Verlangt wird permanente Erreichbarkeit natürlich nicht. Ist ja illegal. Vorausgesetzt wird sie aber für die gehobene Karriere schon. Hat ja auch Vorteile, weil die digitale Anwesenheit örtlich flexibel macht und somit auch als Trophäe der Work-Life-Balance gilt. Frauen geben auch in Studien regelmäßig an, von den technischen Möglichkeiten in der sogenannten "Vereinbarkeit" zu profitieren. Nicht zu vergessen, dass wohl wichtig sein muss, wer dauernd gefragt ist - auch im Urlaub -, auch nicht zu vergessen, dass Eitelkeit ebenso 24/7 verfügbar macht wie die Angst um den Job.

"Pech gehabt" reicht nicht

Wer dazusagt, dass es eben zum (oft sehr gut entlohnten) Job von Managern gehört, ohne Pause "connected" zu sein und im Supertempo zu leben, der mag schon recht haben. Aber: Auch die unteren Ränge sind zunehmend in diesem Supertempo-Phänomen mit den elektronischen Grenzbrechern, Entgrenzern gefangen. Und: Gesund ist es für niemanden. Produktiv offenbar auch nicht, weil es mittlerweile Alltagshandlung ist, abends, zu Hause, im Urlaub "endlich einmal in Ruhe zu arbeiten".

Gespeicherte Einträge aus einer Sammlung

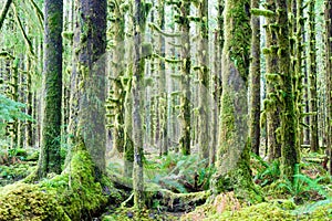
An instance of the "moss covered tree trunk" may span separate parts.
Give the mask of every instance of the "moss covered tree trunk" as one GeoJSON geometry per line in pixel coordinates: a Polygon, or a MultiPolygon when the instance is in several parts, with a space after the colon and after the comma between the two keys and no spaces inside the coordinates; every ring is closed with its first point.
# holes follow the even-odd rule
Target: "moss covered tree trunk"
{"type": "Polygon", "coordinates": [[[133,189],[134,204],[138,209],[144,207],[144,177],[143,177],[143,106],[144,106],[144,36],[147,3],[142,0],[134,2],[134,65],[133,65],[133,141],[134,141],[134,168],[133,189]]]}
{"type": "Polygon", "coordinates": [[[291,67],[291,45],[289,34],[289,20],[287,0],[277,0],[278,24],[278,59],[281,77],[281,90],[278,94],[281,101],[281,173],[292,180],[295,165],[300,161],[298,141],[298,116],[295,109],[295,95],[293,90],[294,73],[291,67]]]}
{"type": "Polygon", "coordinates": [[[225,1],[221,119],[212,188],[215,193],[236,190],[238,198],[255,201],[248,144],[249,8],[249,0],[225,1]]]}
{"type": "Polygon", "coordinates": [[[325,1],[325,65],[326,65],[326,148],[330,149],[332,175],[332,1],[325,1]]]}
{"type": "Polygon", "coordinates": [[[318,87],[317,87],[317,44],[315,44],[315,1],[309,3],[309,80],[310,80],[310,150],[319,150],[318,134],[318,87]]]}
{"type": "MultiPolygon", "coordinates": [[[[273,0],[267,1],[267,9],[276,12],[276,3],[273,0]]],[[[268,159],[272,161],[281,157],[280,137],[280,105],[277,97],[277,91],[280,88],[280,81],[277,75],[278,71],[278,45],[276,18],[267,18],[267,99],[264,101],[264,112],[267,113],[267,139],[268,139],[268,159]]]]}
{"type": "MultiPolygon", "coordinates": [[[[259,8],[259,0],[251,0],[251,9],[259,8]]],[[[250,64],[250,146],[259,155],[260,144],[260,18],[251,14],[251,64],[250,64]]]]}
{"type": "Polygon", "coordinates": [[[180,151],[184,155],[190,154],[190,135],[191,135],[191,116],[190,116],[190,24],[189,24],[189,14],[190,14],[190,1],[184,0],[180,2],[179,7],[180,14],[178,15],[179,31],[181,32],[180,36],[180,57],[181,57],[181,78],[180,78],[180,139],[179,146],[180,151]]]}
{"type": "MultiPolygon", "coordinates": [[[[133,4],[129,4],[129,13],[133,13],[133,4]]],[[[134,33],[133,17],[126,20],[129,33],[134,33]]],[[[133,57],[133,46],[127,49],[127,56],[133,57]]],[[[126,70],[126,93],[125,93],[125,144],[124,144],[124,175],[132,178],[133,162],[134,162],[134,141],[133,141],[133,96],[132,96],[132,81],[133,81],[133,63],[131,62],[126,70]]]]}
{"type": "MultiPolygon", "coordinates": [[[[198,96],[198,147],[199,157],[201,159],[209,159],[209,113],[211,106],[209,105],[209,25],[208,25],[208,0],[203,0],[198,6],[198,17],[200,18],[199,29],[199,69],[198,69],[198,81],[199,81],[199,96],[198,96]]],[[[215,104],[216,105],[216,104],[215,104]]]]}
{"type": "MultiPolygon", "coordinates": [[[[160,30],[165,30],[165,1],[158,1],[158,27],[160,30]]],[[[163,57],[166,55],[165,38],[159,34],[158,50],[163,57]]],[[[160,141],[160,154],[167,155],[168,152],[168,136],[167,136],[167,124],[168,124],[168,99],[166,91],[166,67],[165,61],[159,60],[159,141],[160,141]]]]}
{"type": "Polygon", "coordinates": [[[38,177],[61,172],[62,20],[63,1],[44,3],[44,115],[38,177]]]}
{"type": "MultiPolygon", "coordinates": [[[[25,113],[29,116],[32,116],[33,113],[33,93],[32,93],[32,73],[31,73],[31,59],[27,57],[27,107],[25,113]]],[[[32,147],[33,145],[33,130],[32,130],[32,122],[25,120],[25,144],[28,147],[32,147]]]]}
{"type": "MultiPolygon", "coordinates": [[[[121,3],[121,2],[120,2],[121,3]]],[[[111,73],[111,91],[107,99],[108,106],[108,122],[111,128],[113,128],[113,148],[118,152],[123,152],[125,135],[124,135],[124,102],[125,102],[125,88],[124,88],[124,72],[125,72],[125,20],[124,11],[117,3],[113,6],[112,13],[112,33],[114,41],[113,60],[112,60],[112,73],[111,73]]]]}
{"type": "Polygon", "coordinates": [[[10,9],[11,3],[12,3],[12,0],[7,0],[6,3],[2,7],[1,14],[0,14],[0,30],[2,28],[3,21],[6,19],[6,15],[7,15],[9,9],[10,9]]]}
{"type": "Polygon", "coordinates": [[[70,133],[82,139],[95,162],[96,177],[105,170],[105,49],[106,0],[76,2],[74,69],[71,78],[70,133]]]}
{"type": "Polygon", "coordinates": [[[209,149],[209,164],[212,165],[216,161],[216,146],[218,145],[218,127],[219,127],[219,113],[220,113],[220,98],[221,98],[221,92],[222,92],[222,85],[221,85],[221,52],[224,46],[224,9],[225,9],[225,0],[218,0],[218,29],[216,30],[215,35],[215,73],[211,76],[212,81],[212,96],[214,102],[217,104],[212,104],[212,120],[211,120],[211,129],[210,129],[210,136],[211,136],[211,145],[209,149]]]}

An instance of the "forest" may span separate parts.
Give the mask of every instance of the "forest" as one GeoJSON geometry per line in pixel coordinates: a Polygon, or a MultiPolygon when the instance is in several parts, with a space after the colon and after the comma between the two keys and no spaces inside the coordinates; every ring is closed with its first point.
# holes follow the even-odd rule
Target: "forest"
{"type": "Polygon", "coordinates": [[[0,3],[0,221],[332,220],[331,0],[0,3]]]}

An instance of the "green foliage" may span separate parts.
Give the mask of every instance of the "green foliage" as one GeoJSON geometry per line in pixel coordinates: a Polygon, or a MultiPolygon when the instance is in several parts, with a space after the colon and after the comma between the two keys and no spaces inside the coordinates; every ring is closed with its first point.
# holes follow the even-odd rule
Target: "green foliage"
{"type": "Polygon", "coordinates": [[[25,105],[19,102],[14,102],[3,94],[0,94],[0,126],[3,122],[12,122],[15,119],[24,120],[32,118],[22,112],[25,105]]]}
{"type": "Polygon", "coordinates": [[[0,165],[0,187],[25,178],[35,168],[35,164],[0,165]]]}
{"type": "Polygon", "coordinates": [[[272,162],[266,162],[261,157],[251,154],[259,165],[257,165],[257,173],[255,175],[253,181],[259,183],[261,187],[272,183],[280,177],[280,162],[279,160],[273,160],[272,162]]]}
{"type": "Polygon", "coordinates": [[[291,194],[291,199],[297,203],[303,203],[304,200],[314,198],[330,198],[323,186],[320,183],[325,177],[312,179],[307,175],[299,172],[299,165],[295,166],[297,171],[293,180],[286,179],[278,187],[291,194]]]}
{"type": "Polygon", "coordinates": [[[209,189],[215,168],[206,167],[206,160],[200,160],[198,155],[170,152],[158,160],[145,164],[145,175],[151,182],[180,193],[209,189]]]}
{"type": "Polygon", "coordinates": [[[37,185],[19,182],[0,188],[0,221],[87,220],[108,200],[120,203],[121,196],[107,179],[95,181],[87,150],[77,148],[62,175],[37,185]]]}

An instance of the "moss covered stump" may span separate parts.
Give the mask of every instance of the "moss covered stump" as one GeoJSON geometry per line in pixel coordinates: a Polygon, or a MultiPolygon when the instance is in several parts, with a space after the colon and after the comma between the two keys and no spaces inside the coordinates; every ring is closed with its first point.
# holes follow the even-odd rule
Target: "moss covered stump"
{"type": "Polygon", "coordinates": [[[91,220],[107,202],[122,201],[106,177],[95,181],[94,164],[76,150],[66,169],[37,185],[17,182],[0,189],[0,221],[91,220]]]}

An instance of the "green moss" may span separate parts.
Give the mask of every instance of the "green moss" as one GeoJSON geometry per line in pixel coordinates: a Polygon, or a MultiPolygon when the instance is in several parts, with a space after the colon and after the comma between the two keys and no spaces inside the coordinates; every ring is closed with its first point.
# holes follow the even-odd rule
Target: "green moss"
{"type": "Polygon", "coordinates": [[[0,189],[0,220],[90,219],[107,201],[121,200],[106,177],[95,181],[94,165],[84,145],[71,164],[52,179],[38,185],[14,183],[0,189]]]}
{"type": "Polygon", "coordinates": [[[38,186],[15,183],[1,189],[0,220],[70,220],[55,196],[38,186]]]}
{"type": "Polygon", "coordinates": [[[293,215],[281,209],[278,203],[267,203],[262,202],[252,207],[243,208],[239,211],[225,211],[221,214],[215,214],[209,217],[206,220],[241,220],[241,221],[251,221],[251,220],[294,220],[293,215]]]}

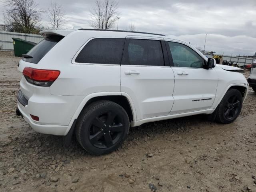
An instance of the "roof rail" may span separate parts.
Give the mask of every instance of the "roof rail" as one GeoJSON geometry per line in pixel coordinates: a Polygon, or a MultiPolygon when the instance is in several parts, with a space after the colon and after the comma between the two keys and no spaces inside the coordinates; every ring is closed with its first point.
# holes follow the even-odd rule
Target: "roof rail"
{"type": "Polygon", "coordinates": [[[78,30],[82,30],[84,31],[115,31],[116,32],[127,32],[128,33],[141,33],[143,34],[149,34],[150,35],[160,35],[161,36],[166,36],[162,34],[158,34],[156,33],[147,33],[146,32],[140,32],[138,31],[124,31],[122,30],[108,30],[108,29],[79,29],[78,30]]]}

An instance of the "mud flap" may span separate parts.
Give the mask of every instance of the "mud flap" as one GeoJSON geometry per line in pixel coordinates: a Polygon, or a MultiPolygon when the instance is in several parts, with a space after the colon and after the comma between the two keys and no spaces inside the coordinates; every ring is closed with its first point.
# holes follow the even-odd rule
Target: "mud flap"
{"type": "Polygon", "coordinates": [[[72,141],[72,137],[73,136],[73,134],[74,131],[75,130],[75,127],[76,127],[76,123],[77,119],[74,120],[72,126],[70,128],[70,130],[67,134],[67,135],[63,137],[63,145],[65,147],[68,147],[70,146],[71,144],[71,141],[72,141]]]}
{"type": "Polygon", "coordinates": [[[218,112],[218,110],[219,108],[219,106],[218,105],[214,111],[213,112],[212,114],[209,114],[208,115],[206,115],[206,119],[207,120],[210,121],[214,121],[215,120],[215,119],[216,119],[216,117],[217,116],[217,112],[218,112]]]}

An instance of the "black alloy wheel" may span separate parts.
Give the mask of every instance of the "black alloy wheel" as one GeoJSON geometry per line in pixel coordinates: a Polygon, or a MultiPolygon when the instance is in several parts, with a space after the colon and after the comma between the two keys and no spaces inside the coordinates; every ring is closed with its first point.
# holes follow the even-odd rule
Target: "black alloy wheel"
{"type": "Polygon", "coordinates": [[[236,118],[240,110],[240,102],[236,95],[231,96],[226,102],[224,115],[229,120],[236,118]]]}
{"type": "Polygon", "coordinates": [[[240,91],[236,89],[229,90],[216,109],[216,120],[224,124],[233,122],[239,115],[242,104],[240,91]]]}
{"type": "Polygon", "coordinates": [[[103,112],[95,117],[90,127],[88,139],[94,146],[100,148],[114,145],[125,130],[121,117],[113,111],[103,112]]]}
{"type": "Polygon", "coordinates": [[[118,148],[130,127],[128,115],[120,105],[110,101],[94,102],[84,108],[76,127],[77,140],[89,153],[106,154],[118,148]]]}

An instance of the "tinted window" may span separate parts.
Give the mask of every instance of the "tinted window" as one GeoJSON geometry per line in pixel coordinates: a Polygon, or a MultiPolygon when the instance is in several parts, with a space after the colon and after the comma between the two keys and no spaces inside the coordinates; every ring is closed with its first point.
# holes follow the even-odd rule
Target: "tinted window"
{"type": "Polygon", "coordinates": [[[160,41],[131,39],[128,42],[122,64],[164,66],[160,41]]]}
{"type": "Polygon", "coordinates": [[[168,43],[174,67],[203,68],[204,60],[192,49],[180,43],[168,43]]]}
{"type": "Polygon", "coordinates": [[[78,63],[120,64],[124,39],[94,39],[82,50],[75,61],[78,63]]]}
{"type": "Polygon", "coordinates": [[[22,60],[30,63],[38,63],[44,56],[64,37],[54,36],[45,38],[27,53],[33,58],[23,58],[22,60]]]}

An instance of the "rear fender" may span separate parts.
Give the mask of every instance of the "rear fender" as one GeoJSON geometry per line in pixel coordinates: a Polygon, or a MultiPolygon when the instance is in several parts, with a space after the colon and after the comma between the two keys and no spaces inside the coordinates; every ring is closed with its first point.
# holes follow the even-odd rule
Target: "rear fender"
{"type": "Polygon", "coordinates": [[[71,120],[69,123],[69,128],[68,129],[65,133],[65,135],[66,135],[68,133],[70,128],[71,128],[72,125],[73,124],[73,122],[75,120],[78,118],[79,114],[81,113],[81,112],[84,108],[84,107],[85,106],[86,103],[89,101],[90,99],[92,99],[92,98],[99,97],[99,96],[121,96],[123,95],[126,98],[128,99],[129,103],[130,104],[131,108],[132,109],[132,115],[134,117],[134,120],[136,120],[137,118],[136,116],[136,112],[135,111],[134,106],[134,105],[133,103],[132,99],[130,97],[130,96],[126,94],[123,94],[120,92],[100,92],[98,93],[94,93],[92,94],[90,94],[87,96],[86,96],[84,99],[82,100],[82,102],[80,103],[80,104],[77,108],[76,110],[74,113],[73,115],[73,117],[71,118],[71,120]]]}

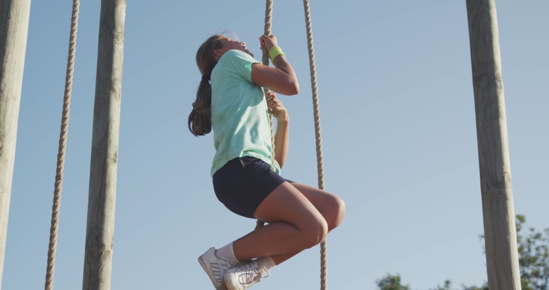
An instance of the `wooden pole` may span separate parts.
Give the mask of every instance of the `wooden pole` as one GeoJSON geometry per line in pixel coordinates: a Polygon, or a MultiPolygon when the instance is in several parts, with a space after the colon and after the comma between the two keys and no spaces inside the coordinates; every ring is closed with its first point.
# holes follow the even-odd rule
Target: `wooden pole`
{"type": "Polygon", "coordinates": [[[82,289],[110,289],[126,0],[102,0],[82,289]]]}
{"type": "Polygon", "coordinates": [[[495,0],[467,0],[488,287],[520,289],[495,0]]]}
{"type": "Polygon", "coordinates": [[[30,7],[30,0],[0,0],[0,288],[30,7]]]}

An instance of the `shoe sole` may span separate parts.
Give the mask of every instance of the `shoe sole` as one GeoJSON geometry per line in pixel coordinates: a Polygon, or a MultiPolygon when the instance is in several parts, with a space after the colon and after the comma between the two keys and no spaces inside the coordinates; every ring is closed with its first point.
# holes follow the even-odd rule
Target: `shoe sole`
{"type": "Polygon", "coordinates": [[[208,276],[210,278],[210,280],[211,280],[211,283],[212,284],[214,285],[214,287],[216,289],[223,289],[221,286],[220,286],[220,287],[215,287],[216,281],[215,281],[215,277],[214,277],[214,273],[211,271],[211,269],[210,269],[210,271],[208,271],[208,267],[206,266],[206,263],[203,260],[203,258],[204,258],[204,255],[202,255],[198,257],[198,263],[200,263],[200,266],[202,266],[202,269],[204,270],[204,272],[206,272],[206,274],[208,275],[208,276]],[[210,272],[211,273],[211,276],[210,275],[210,272]]]}

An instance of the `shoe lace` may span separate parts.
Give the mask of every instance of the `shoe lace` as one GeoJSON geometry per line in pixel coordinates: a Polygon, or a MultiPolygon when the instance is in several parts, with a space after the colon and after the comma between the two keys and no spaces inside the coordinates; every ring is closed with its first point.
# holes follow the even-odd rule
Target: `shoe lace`
{"type": "Polygon", "coordinates": [[[242,286],[254,284],[259,282],[263,278],[267,278],[270,274],[267,270],[267,267],[260,267],[257,262],[253,265],[247,265],[249,270],[243,271],[238,276],[238,282],[242,286]]]}

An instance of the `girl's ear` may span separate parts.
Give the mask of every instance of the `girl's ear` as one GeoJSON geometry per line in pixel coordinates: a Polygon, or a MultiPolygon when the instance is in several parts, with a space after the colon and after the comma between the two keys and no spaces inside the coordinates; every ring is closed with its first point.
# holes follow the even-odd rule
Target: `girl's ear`
{"type": "Polygon", "coordinates": [[[223,52],[221,51],[221,49],[214,49],[214,57],[216,58],[220,58],[223,55],[223,52]]]}

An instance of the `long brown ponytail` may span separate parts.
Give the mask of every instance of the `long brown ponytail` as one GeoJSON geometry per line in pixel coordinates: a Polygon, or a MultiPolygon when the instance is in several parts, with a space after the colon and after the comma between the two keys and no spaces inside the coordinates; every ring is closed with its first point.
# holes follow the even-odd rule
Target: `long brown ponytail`
{"type": "Polygon", "coordinates": [[[197,52],[197,65],[202,74],[198,86],[197,99],[193,103],[193,110],[189,115],[189,130],[198,137],[211,131],[211,86],[209,80],[211,71],[217,64],[214,57],[214,49],[220,49],[223,36],[214,35],[204,41],[197,52]]]}

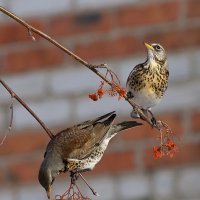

* ARBEITSAUFTRÄGE
1. Schreiben Sie aus dem Text über ständige Erreichbarkeit die Passage von „Verlangt wird permanente“ bis „um den Job.“ wortgetreu ab.
2. Führen Sie den Text über ständige Erreichbarkeit im Berufsleben im Anschluss an seinen letzten Satz weiter.

* SCHRIFTLICHE ANTWORTEN
1.
Verlangt wird permanente Erreichbarkeit natürlich nicht. Ist ja illegal. Vorausgesetzt wird sie aber für die gehobene Karriere schon. Hat ja auch Vorteile, weil die digitale Anwesenheit örtlich flexibel macht und somit auch als Trophäe der Work-Life-Balance gilt. Frauen geben auch in Studien regelmäßig an, von den technischen Möglichkeiten in der sogenannten "Vereinbarkeit" zu profitieren. Nicht zu vergessen, dass wohl wichtig sein muss, wer dauernd gefragt ist - auch im Urlaub -, auch nicht zu vergessen, dass Eitelkeit ebenso 24/7 verfügbar macht wie die Angst um den Job.

2.
Einer Erhebung des Neuroleadership Institute in Los Angeles zufolge geben lediglich zehn Prozent von 6.000 Befragten an, in der Arbeit zum Nachdenken über arbeitstechnische Aufgabenstellungen zu kommen. Das tun sie dann außerhalb des Büros. Noch weniger Zeit für Familie, Freunde, für sich selbst. Noch weniger Schlaf.

Wer soll Stopp sagen?

Statt 20 Stunden ans Fließband "ketten" Vorgesetzte ihre Mitarbeiter an die Erreichbarkeit, an das Nichtabschalten. Wer für welchen Stopp verantwortlich ist, ist Gegenstand der Diskussion, auch Gegenstand von Maßnahmen, etwa solcher, die Mail-Lieferungen an Mitarbeiter via Firmenserver für gewisse Stunden auszusetzen. Führungskräfte natürlich ausgeschlossen. Allein an Selbstverantwortung zu appellieren ist gut gemeint, im System aber kompliziert. 24/7 ist so kaum abzuschaffen.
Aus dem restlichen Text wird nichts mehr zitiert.